Exercise objective:
Print out the material that follows word for word.

╭─ Records supplied

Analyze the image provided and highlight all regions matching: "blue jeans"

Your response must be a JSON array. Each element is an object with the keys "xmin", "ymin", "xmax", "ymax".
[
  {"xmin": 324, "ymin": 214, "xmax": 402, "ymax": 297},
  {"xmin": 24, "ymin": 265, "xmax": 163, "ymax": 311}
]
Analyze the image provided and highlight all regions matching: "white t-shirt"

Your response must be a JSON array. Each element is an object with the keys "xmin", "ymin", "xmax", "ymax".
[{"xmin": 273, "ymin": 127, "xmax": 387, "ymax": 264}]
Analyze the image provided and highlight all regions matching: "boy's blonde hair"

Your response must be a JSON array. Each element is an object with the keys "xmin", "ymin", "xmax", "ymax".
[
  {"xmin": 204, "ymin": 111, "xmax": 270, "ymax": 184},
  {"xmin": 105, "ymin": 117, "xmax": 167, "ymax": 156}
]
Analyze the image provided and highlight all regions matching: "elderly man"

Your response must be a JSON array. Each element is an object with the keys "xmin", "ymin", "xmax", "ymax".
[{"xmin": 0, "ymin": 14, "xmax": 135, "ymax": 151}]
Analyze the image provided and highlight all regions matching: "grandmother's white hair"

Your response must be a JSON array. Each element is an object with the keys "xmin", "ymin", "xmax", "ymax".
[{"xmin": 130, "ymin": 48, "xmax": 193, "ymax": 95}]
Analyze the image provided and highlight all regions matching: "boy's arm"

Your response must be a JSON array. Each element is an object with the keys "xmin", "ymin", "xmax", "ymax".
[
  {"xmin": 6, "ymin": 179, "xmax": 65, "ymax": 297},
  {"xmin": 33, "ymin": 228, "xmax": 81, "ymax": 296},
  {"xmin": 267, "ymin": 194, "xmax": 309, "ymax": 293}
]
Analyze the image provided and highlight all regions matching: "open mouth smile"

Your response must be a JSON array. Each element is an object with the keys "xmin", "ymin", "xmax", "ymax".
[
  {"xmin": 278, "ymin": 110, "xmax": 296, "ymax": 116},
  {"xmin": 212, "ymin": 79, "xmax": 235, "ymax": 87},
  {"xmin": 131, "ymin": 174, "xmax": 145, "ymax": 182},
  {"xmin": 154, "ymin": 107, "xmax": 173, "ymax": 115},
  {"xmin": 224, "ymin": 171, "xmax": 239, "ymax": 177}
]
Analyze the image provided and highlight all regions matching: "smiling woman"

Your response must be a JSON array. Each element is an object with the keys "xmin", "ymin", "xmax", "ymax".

╰─

Worked solution:
Analyze the image provided and highlight all regions matching: "blue jeans"

Your response must be a JSON array. Each element is an object with the keys "xmin", "ymin", "xmax", "ymax".
[
  {"xmin": 324, "ymin": 214, "xmax": 402, "ymax": 297},
  {"xmin": 24, "ymin": 265, "xmax": 163, "ymax": 311}
]
Analyze the image provided and highlight all regions matching: "white t-shirt"

Your response must be a JSON array. Each element is an object with the keys "xmin", "ymin", "xmax", "ymax".
[{"xmin": 273, "ymin": 127, "xmax": 387, "ymax": 264}]
Analyze the image provided and highlight all regions matching: "boy's blonde hair"

Your response must be a JSON array. Each element is an object with the keys "xmin", "ymin", "xmax", "ymax".
[
  {"xmin": 204, "ymin": 111, "xmax": 270, "ymax": 184},
  {"xmin": 105, "ymin": 117, "xmax": 167, "ymax": 156}
]
Analyze the image provided and highlight all regions matching: "elderly man"

Your response must be a JSON array. Each element is an object with the keys "xmin", "ymin", "xmax", "ymax".
[{"xmin": 0, "ymin": 14, "xmax": 135, "ymax": 151}]
Analyze the image provided and highlight all regions matching: "grandmother's white hair"

Your response must be a JSON array. Each element is an object with the keys "xmin", "ymin", "xmax", "ymax".
[{"xmin": 130, "ymin": 48, "xmax": 193, "ymax": 95}]
Analyze the image provided and highlight all regions matching: "boy's arm"

Your response must be a JSON array. Each element is an object with the keys "xmin", "ymin", "xmax", "ymax".
[
  {"xmin": 6, "ymin": 179, "xmax": 65, "ymax": 297},
  {"xmin": 33, "ymin": 228, "xmax": 81, "ymax": 296},
  {"xmin": 267, "ymin": 194, "xmax": 309, "ymax": 293}
]
Analyze the image provided and highlight all regions matching: "open mouth smile"

Your response must be a JSON array. Each element is an object with the keys "xmin", "ymin", "xmax", "ymax".
[
  {"xmin": 278, "ymin": 110, "xmax": 296, "ymax": 116},
  {"xmin": 212, "ymin": 79, "xmax": 235, "ymax": 87},
  {"xmin": 131, "ymin": 174, "xmax": 145, "ymax": 182},
  {"xmin": 154, "ymin": 107, "xmax": 173, "ymax": 115},
  {"xmin": 224, "ymin": 171, "xmax": 239, "ymax": 177}
]
Analyze the image provided and highlight all regions matching: "smiling woman"

Your response must be a JSON array. Each element is an object with the keys "xmin", "ymin", "xmax", "ymax".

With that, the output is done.